INSTRUCTIONS TO FOLLOW: Reproduce every line of the material, exactly as given.

LISTED ENTRIES:

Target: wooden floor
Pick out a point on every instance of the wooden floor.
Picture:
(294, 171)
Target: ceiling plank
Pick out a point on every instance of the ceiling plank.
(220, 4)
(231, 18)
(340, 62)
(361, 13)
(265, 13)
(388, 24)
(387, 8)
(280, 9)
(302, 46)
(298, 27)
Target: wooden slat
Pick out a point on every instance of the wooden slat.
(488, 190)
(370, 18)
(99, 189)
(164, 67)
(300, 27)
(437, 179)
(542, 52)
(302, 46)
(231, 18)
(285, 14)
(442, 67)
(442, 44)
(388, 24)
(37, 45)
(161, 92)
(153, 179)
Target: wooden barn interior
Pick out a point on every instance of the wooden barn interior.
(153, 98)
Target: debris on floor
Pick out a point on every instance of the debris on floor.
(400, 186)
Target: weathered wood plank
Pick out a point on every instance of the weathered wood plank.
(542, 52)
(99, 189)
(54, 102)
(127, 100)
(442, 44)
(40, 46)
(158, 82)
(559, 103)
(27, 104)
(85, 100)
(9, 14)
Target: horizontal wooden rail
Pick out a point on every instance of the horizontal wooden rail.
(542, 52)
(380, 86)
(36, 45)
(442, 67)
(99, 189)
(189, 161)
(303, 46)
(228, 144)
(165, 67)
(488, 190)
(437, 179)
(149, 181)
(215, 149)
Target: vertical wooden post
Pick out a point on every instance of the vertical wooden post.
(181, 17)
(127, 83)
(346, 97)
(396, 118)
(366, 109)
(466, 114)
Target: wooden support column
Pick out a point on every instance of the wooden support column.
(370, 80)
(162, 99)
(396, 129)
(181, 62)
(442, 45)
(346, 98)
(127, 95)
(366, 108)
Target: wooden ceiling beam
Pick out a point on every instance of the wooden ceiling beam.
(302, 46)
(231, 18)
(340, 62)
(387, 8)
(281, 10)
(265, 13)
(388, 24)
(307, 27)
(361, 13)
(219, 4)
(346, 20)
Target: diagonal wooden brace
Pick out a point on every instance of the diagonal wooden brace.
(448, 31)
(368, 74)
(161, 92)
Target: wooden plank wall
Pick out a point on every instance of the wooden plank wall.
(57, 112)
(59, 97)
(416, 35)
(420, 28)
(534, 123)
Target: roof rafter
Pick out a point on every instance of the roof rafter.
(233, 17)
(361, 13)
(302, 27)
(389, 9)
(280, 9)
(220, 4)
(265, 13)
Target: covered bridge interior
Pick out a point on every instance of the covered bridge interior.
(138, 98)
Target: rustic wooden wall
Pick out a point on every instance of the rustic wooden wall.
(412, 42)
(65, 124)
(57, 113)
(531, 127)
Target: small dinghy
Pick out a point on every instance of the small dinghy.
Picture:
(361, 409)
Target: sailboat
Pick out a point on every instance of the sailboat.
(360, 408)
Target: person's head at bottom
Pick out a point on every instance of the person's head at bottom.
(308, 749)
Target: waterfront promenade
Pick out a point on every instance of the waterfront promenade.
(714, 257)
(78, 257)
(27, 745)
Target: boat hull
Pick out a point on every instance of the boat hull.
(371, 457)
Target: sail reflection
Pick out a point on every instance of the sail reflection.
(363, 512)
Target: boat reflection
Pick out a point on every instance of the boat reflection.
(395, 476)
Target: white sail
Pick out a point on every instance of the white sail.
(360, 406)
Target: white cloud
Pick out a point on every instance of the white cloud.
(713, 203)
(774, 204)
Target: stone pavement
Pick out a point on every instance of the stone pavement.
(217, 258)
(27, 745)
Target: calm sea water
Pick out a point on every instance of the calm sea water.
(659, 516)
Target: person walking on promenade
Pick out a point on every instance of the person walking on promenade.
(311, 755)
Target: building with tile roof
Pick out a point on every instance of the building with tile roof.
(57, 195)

WRITTEN RESPONSE:
Target: wooden floor
Pick out a point on every instance of the wooden floor.
Picture:
(294, 171)
Target: ceiling plank
Pick out a point on every instance of the ceiling plank.
(220, 4)
(231, 18)
(340, 62)
(361, 13)
(265, 13)
(388, 24)
(387, 8)
(280, 9)
(302, 46)
(298, 27)
Target: wooden slat
Pick out a point on every instance of the wooden slat.
(488, 190)
(370, 18)
(99, 189)
(164, 67)
(300, 27)
(437, 179)
(542, 52)
(302, 46)
(231, 18)
(285, 14)
(442, 67)
(442, 44)
(388, 24)
(37, 45)
(161, 92)
(153, 179)
Target: wooden barn interior
Pick out a point on every instance of the wooden barn interior.
(153, 98)
Target: debris on floor
Pick out a point on every instance of the debris on floor.
(400, 186)
Target: weathered wood plank
Pick out a point on every instance of the weathered wood plank.
(542, 52)
(99, 189)
(54, 102)
(127, 100)
(442, 44)
(40, 46)
(158, 82)
(559, 103)
(27, 104)
(85, 100)
(9, 14)
Target: horizontal wooden rail
Pick out a point on every instance of the horizontal wooden rail.
(542, 52)
(380, 86)
(36, 45)
(442, 67)
(99, 189)
(189, 161)
(303, 46)
(228, 144)
(165, 67)
(488, 190)
(437, 179)
(149, 181)
(215, 149)
Target: vertical wooden post
Pick out a point on every instance of the vertical wooden post.
(181, 17)
(127, 83)
(346, 97)
(396, 118)
(366, 109)
(466, 114)
Target: wooden support column
Pick out a point on every instance of the wooden support column.
(370, 80)
(162, 99)
(396, 129)
(181, 62)
(442, 45)
(346, 98)
(127, 95)
(366, 108)
Target: wooden ceiling beam
Pick out a point on every instance of the wooden ceiling beam.
(302, 46)
(231, 18)
(340, 62)
(387, 8)
(281, 10)
(265, 13)
(388, 24)
(307, 27)
(361, 13)
(219, 4)
(346, 20)
Target: diagonal wooden brace
Pick out a point on every instance of the diagonal wooden brace.
(448, 31)
(368, 74)
(161, 92)
Target: wooden plank wall
Pick out a point on every instance of the wooden plank wall.
(57, 112)
(59, 97)
(416, 35)
(420, 28)
(534, 123)
Target: roof rafter
Pick out a point on every instance of the roof rafter.
(233, 17)
(361, 13)
(302, 27)
(389, 9)
(280, 9)
(220, 4)
(265, 13)
Target: covered bridge interior
Pick out a point on every instance of the covered bridge interior.
(138, 98)
Target: rustic wooden wall
Pick out a point on every instance of the rustic wooden wall.
(412, 42)
(65, 124)
(57, 113)
(531, 127)
Target: small dinghy
Pick out a point on every instance of the small dinghy.
Picture:
(361, 409)
Target: sailboat
Pick out a point on every instance of the sailboat.
(360, 408)
Target: person's head at bottom
Pick out a point on every instance of the person's head at bottom.
(308, 749)
Target: waterfront promenade
Pick out a point on every instance of the waterfront promenade.
(714, 257)
(78, 257)
(27, 745)
Target: boat hull
Pick out a point on every instance of the boat hull.
(371, 457)
Target: sail reflection
Pick out a point on every instance of the sail reflection.
(363, 512)
Target: boat reflection
Pick out a point on every instance of the boat reflection.
(395, 476)
Target: white sail
Pick out a point on every instance of the white sail.
(360, 406)
Target: white cloud
Pick out a point on every instance of the white cloud.
(713, 203)
(774, 204)
Target: stone pavement
Pick out a point on every instance of the stone pavement.
(217, 258)
(27, 745)
Target: calm sea water
Pick out a point on every instance of the calm sea water.
(659, 516)
Target: person walking on promenade
Pick out a point on every instance of the person walking on promenade.
(311, 755)
Target: building with tile roof
Pick out a point on every instance of the building with tile roof.
(57, 195)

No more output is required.